--- START RECORDS TO PROCESS ---

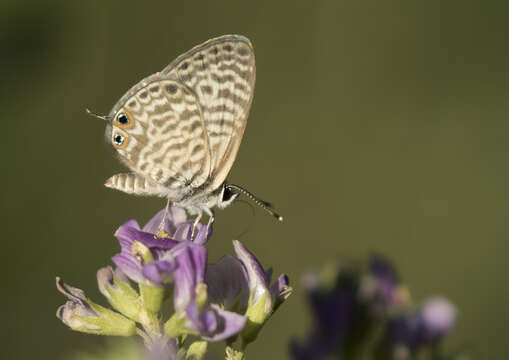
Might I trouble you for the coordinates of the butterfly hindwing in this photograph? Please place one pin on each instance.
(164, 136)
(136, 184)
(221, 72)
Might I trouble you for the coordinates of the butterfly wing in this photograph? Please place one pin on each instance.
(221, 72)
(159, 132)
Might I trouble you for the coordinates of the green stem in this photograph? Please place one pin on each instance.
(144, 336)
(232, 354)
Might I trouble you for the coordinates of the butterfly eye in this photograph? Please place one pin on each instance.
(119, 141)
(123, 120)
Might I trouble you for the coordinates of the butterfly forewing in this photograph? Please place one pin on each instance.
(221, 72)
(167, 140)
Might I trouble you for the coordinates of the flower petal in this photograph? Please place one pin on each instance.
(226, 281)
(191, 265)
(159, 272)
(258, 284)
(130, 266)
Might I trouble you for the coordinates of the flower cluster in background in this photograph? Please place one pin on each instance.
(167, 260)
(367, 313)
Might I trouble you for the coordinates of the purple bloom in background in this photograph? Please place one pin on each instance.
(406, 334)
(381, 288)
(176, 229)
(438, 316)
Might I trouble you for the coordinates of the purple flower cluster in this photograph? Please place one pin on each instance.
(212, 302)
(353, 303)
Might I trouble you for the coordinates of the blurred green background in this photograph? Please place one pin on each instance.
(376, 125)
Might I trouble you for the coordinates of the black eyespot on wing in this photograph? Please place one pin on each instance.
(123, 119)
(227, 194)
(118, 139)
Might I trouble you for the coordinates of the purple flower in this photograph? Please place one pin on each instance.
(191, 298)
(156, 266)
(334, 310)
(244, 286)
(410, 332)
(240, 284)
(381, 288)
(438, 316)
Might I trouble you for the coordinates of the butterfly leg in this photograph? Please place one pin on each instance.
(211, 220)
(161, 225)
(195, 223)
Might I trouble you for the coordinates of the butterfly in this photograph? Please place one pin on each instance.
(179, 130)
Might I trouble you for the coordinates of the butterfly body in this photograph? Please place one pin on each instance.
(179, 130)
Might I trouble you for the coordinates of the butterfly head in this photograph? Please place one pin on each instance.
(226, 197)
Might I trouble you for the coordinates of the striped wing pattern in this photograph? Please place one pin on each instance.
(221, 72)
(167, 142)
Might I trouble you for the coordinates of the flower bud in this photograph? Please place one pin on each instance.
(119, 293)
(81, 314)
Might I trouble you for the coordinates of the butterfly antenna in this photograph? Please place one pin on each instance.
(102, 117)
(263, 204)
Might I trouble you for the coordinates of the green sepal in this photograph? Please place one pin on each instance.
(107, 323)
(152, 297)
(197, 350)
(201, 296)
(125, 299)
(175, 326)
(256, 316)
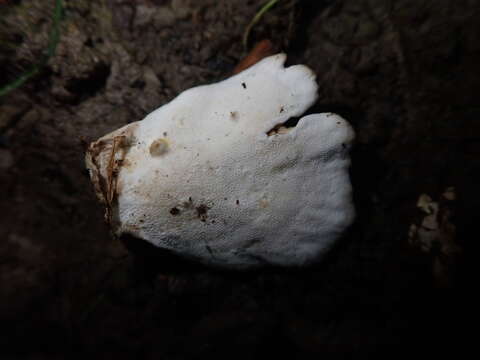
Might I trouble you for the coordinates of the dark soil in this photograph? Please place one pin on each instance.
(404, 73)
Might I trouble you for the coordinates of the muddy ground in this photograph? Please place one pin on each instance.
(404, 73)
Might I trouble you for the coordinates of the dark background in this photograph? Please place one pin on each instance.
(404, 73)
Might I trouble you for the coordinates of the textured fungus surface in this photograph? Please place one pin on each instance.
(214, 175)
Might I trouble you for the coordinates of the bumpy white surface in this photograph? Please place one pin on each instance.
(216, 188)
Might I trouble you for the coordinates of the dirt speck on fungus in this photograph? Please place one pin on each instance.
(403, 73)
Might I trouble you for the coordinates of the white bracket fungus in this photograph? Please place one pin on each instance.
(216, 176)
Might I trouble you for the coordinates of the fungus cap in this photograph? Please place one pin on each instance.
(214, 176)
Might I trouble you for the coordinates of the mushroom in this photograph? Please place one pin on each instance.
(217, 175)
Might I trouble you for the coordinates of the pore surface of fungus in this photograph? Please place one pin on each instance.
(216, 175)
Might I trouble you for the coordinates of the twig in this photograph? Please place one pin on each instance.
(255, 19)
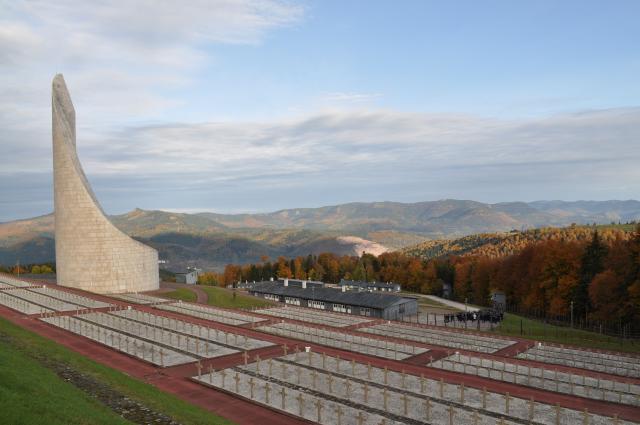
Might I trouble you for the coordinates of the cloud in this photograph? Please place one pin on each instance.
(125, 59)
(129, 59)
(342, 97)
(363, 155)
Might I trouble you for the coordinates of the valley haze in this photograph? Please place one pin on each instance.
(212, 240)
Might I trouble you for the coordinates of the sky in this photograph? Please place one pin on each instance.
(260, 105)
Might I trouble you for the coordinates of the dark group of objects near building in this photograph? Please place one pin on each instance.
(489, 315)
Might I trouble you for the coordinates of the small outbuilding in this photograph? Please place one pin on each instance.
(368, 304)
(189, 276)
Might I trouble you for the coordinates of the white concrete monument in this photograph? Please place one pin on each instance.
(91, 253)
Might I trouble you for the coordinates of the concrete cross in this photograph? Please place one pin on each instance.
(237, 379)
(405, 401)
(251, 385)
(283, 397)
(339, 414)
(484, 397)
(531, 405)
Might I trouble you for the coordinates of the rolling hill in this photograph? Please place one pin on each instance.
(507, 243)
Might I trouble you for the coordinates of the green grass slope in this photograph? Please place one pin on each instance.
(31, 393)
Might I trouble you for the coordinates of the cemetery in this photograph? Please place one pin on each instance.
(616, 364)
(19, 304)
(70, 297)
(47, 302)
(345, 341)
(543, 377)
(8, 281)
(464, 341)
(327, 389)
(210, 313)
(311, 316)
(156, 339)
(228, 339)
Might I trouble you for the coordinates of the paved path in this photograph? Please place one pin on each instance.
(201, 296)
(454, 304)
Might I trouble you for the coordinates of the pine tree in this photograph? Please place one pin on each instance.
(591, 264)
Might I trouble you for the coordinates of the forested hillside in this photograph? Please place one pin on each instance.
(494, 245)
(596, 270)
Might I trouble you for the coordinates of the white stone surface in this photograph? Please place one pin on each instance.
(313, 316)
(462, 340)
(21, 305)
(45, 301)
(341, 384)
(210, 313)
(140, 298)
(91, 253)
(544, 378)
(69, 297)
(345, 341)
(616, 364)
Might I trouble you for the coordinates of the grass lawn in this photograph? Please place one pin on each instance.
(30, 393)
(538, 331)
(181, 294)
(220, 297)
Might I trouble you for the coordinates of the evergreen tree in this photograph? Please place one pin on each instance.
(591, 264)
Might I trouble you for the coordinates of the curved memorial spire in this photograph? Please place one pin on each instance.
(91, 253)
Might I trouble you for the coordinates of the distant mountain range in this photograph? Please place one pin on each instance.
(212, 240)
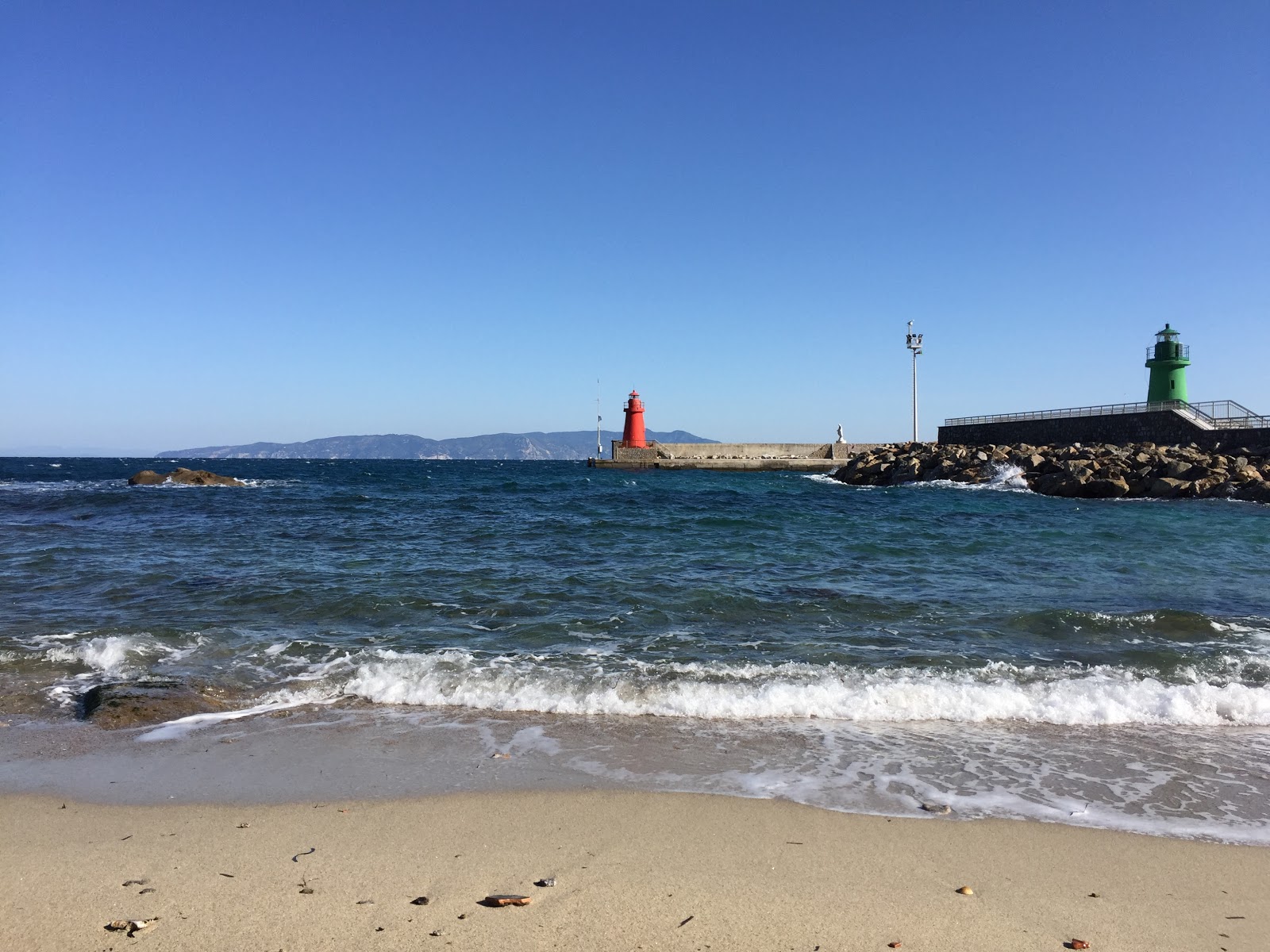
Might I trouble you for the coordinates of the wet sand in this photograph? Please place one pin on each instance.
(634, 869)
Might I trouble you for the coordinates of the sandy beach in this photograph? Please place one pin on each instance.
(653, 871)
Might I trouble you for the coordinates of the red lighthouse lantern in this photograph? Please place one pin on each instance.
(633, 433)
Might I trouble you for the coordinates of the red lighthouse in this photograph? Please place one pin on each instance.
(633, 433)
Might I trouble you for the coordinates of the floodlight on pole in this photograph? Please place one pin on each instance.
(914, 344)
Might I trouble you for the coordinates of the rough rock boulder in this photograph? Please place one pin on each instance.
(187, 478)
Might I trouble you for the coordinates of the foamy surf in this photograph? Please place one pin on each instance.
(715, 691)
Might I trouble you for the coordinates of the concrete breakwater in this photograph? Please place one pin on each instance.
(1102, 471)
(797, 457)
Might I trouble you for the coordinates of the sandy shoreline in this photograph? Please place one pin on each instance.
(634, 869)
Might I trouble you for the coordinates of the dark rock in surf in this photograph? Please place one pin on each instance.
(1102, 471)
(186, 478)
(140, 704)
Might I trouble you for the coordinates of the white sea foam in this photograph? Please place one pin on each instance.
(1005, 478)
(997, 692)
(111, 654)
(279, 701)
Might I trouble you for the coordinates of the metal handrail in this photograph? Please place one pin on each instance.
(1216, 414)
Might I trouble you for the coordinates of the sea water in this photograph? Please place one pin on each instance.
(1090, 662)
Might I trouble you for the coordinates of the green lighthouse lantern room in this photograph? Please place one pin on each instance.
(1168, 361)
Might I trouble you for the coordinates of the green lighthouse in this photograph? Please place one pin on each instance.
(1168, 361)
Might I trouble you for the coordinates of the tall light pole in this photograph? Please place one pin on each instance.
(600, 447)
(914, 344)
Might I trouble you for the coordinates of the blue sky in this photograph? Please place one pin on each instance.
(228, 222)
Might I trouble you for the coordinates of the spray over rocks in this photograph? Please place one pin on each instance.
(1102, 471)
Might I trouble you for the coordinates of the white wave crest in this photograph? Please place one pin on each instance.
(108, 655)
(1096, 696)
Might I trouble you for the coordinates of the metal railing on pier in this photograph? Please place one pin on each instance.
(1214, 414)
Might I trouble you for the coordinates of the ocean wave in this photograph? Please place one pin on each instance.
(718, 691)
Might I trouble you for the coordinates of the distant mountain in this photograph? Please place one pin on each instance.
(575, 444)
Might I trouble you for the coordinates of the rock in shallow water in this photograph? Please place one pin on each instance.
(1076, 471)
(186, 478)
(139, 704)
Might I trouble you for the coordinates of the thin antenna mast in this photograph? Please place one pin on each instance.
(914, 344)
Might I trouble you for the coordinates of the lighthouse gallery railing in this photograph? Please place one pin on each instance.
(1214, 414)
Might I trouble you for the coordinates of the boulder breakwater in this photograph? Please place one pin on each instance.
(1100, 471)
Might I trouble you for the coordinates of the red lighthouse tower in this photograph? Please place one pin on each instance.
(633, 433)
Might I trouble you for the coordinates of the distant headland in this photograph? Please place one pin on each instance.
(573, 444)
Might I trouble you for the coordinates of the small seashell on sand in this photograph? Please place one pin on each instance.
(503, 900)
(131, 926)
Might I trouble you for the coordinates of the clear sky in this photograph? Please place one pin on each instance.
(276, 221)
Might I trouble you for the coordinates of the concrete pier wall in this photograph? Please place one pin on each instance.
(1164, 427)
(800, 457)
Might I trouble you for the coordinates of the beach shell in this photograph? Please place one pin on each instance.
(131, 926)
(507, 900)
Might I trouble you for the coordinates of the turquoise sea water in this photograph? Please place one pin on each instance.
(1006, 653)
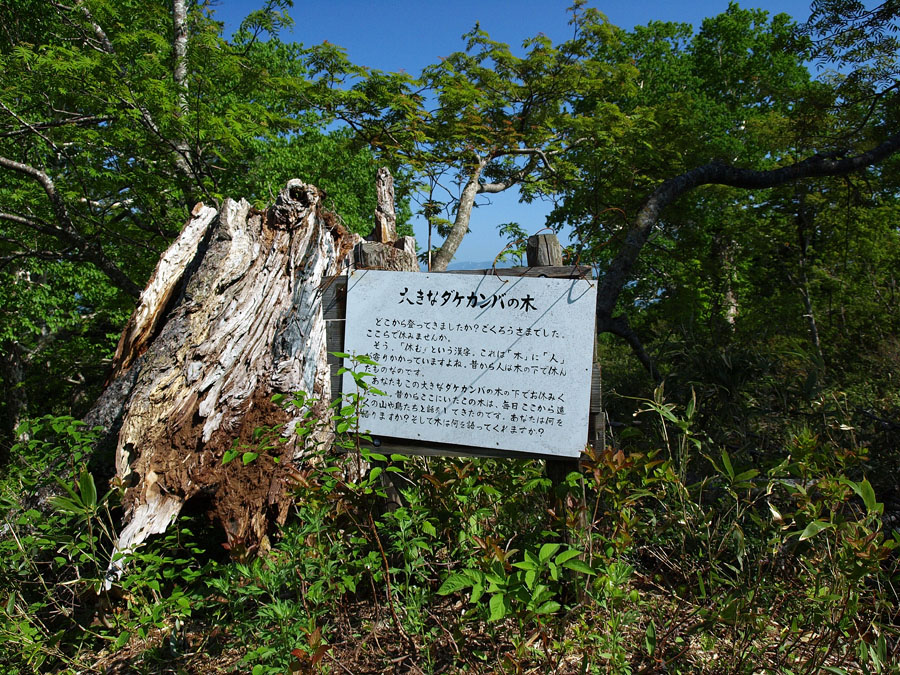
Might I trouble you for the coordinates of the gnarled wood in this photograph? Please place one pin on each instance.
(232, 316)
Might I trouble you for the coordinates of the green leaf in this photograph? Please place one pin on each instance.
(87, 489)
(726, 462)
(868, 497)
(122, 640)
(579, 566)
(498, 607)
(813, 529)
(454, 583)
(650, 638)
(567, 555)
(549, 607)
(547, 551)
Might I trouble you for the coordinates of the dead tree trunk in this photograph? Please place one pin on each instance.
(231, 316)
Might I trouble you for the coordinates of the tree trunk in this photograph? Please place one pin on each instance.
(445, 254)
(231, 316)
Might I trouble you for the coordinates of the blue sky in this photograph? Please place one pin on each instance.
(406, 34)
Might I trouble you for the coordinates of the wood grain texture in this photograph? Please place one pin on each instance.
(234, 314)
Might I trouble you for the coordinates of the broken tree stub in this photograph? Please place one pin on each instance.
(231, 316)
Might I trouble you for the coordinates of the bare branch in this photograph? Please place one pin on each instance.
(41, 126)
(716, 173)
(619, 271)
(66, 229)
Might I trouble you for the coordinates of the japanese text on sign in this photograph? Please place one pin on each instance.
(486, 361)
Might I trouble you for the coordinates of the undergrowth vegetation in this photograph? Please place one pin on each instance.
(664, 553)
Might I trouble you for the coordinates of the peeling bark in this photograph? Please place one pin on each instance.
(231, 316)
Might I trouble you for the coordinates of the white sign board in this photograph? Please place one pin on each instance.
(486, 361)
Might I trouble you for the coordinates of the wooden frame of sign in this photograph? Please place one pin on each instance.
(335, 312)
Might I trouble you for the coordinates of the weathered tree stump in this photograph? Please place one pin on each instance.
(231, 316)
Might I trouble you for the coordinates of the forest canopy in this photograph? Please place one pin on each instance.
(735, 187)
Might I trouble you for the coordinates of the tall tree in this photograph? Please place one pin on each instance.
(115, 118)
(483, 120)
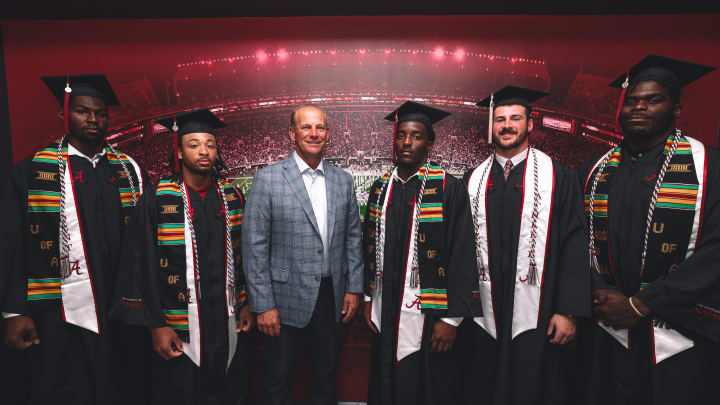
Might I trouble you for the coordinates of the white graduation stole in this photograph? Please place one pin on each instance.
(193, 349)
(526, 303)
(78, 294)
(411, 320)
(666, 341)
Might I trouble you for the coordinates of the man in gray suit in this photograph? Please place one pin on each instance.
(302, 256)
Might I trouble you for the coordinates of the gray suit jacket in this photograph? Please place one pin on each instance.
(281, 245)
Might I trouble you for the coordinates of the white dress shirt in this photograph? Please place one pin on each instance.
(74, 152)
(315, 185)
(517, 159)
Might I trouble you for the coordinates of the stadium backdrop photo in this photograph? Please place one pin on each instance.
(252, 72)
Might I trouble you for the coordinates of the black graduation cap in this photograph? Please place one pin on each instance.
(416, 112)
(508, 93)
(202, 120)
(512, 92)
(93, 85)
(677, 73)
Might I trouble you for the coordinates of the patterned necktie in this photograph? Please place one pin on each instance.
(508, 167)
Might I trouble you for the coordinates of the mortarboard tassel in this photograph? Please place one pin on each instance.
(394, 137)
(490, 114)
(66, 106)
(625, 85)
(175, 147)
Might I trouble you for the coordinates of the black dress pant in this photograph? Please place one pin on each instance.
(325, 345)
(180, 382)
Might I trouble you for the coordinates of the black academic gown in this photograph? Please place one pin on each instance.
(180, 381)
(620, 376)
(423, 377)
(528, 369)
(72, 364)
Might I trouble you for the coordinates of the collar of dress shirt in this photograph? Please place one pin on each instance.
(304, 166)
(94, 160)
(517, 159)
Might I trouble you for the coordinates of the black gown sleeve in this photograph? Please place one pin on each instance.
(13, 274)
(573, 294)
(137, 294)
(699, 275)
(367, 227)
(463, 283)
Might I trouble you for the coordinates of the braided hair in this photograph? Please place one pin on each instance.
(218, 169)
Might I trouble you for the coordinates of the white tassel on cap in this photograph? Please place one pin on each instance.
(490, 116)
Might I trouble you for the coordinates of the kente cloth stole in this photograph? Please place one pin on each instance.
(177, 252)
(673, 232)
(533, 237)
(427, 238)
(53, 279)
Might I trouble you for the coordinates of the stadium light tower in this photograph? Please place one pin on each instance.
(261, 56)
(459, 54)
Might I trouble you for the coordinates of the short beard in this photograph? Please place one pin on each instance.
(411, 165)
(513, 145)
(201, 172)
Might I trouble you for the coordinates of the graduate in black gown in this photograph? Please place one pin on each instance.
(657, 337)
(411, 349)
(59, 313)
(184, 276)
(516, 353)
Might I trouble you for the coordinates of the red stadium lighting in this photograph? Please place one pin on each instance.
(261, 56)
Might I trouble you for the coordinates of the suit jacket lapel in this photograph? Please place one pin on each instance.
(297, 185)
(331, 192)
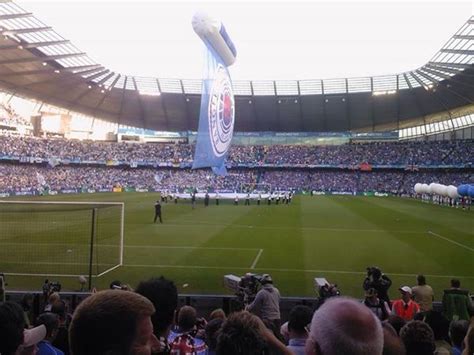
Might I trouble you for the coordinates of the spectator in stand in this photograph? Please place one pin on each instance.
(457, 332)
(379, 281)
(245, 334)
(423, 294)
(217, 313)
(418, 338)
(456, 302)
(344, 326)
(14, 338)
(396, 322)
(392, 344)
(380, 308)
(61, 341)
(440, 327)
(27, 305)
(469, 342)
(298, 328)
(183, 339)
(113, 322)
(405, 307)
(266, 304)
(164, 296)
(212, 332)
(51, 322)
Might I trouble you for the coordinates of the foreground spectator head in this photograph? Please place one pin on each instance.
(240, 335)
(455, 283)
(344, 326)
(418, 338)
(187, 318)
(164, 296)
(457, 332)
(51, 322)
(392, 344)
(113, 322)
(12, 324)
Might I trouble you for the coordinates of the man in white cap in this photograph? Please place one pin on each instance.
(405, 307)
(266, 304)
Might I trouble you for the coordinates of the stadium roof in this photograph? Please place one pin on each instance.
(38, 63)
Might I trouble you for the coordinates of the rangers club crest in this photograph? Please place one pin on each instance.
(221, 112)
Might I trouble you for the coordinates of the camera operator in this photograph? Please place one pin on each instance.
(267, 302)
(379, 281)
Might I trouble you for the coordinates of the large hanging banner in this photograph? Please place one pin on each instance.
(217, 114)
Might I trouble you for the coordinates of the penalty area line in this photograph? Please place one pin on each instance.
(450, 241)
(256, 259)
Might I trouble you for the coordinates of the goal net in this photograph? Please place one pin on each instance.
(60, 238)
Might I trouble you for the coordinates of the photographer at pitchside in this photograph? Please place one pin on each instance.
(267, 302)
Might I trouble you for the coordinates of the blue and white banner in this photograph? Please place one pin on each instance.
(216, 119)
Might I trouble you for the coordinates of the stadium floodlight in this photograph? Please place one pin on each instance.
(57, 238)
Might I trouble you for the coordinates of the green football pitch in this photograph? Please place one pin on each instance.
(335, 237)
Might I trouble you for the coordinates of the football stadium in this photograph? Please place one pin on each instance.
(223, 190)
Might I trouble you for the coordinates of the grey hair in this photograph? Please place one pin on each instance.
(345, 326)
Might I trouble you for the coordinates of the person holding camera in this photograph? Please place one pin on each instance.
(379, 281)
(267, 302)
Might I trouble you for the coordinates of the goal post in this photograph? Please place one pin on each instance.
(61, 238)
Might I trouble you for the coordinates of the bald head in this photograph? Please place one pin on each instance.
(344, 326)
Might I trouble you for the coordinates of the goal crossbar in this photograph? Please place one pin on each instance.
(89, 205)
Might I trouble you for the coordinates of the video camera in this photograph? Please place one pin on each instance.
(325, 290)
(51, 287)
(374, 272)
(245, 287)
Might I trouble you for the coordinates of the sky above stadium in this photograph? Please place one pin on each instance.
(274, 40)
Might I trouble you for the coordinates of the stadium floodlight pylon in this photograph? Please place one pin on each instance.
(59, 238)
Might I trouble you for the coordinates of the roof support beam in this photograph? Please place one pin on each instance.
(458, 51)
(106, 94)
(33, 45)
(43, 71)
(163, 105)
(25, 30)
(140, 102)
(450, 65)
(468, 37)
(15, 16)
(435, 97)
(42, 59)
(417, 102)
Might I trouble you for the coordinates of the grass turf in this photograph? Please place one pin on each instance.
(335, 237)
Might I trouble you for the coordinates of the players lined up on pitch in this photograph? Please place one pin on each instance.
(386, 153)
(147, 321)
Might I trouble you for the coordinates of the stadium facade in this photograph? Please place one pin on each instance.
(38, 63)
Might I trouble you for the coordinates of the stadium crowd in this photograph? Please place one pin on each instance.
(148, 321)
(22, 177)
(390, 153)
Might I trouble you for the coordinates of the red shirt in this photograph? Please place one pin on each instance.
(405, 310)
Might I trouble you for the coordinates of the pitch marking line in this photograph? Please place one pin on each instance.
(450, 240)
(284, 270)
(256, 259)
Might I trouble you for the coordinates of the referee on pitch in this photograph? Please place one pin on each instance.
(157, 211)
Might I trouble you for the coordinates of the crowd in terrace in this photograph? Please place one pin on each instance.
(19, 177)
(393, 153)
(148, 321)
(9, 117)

--- END RECORDS TO PROCESS ---

## YOUR TASK
Output, unchanged, the lines from the line with "Might I trouble you for the coordinates of the sky above" through the final line of the material.

## COMPLETED TASK
Might I trouble you for the coordinates of the sky above stadium in this photograph? Please place one pin on each instance.
(274, 40)
Might I trouble you for the coordinates of the stadium floodlight pylon in this photograph? Please place one pin on each instance.
(59, 238)
Might I trouble you for the coordinates of the roof support beam in this photograph? Please place one pin on each instance.
(458, 51)
(106, 94)
(33, 45)
(43, 71)
(163, 105)
(25, 30)
(140, 102)
(450, 65)
(468, 37)
(15, 16)
(435, 97)
(42, 59)
(417, 102)
Might I trouble you for the coordinates of the grass turf in this photograph? Please place one pin on each instance.
(335, 237)
Might I trouble you for the coordinates of the players lined up on pitch in this photograph? Please place one pin on each instance.
(386, 153)
(147, 321)
Might I trouble you for the coordinates of the stadium facade in this photograph? Please place one pin on each instance.
(38, 63)
Might I trouble you for the coordinates of the stadium crowd in this photograph? Please place one pin on each instance.
(148, 321)
(22, 177)
(390, 153)
Might I trouble you for the coordinates of the red shirt in this photograph? Please place one pin on each instance.
(405, 310)
Might I trouble you for the coordinates of the pitch marking line in this photograph? Please place one pin on each instance.
(450, 240)
(284, 270)
(256, 259)
Might I trouble you for the coordinates of the referee on pitch in this photograph? Please place one pin on each instance.
(157, 211)
Might I trouble you for the coordinates of the crowd in terrace in this photograph? Please place one pin on each instance.
(19, 177)
(393, 153)
(148, 321)
(9, 117)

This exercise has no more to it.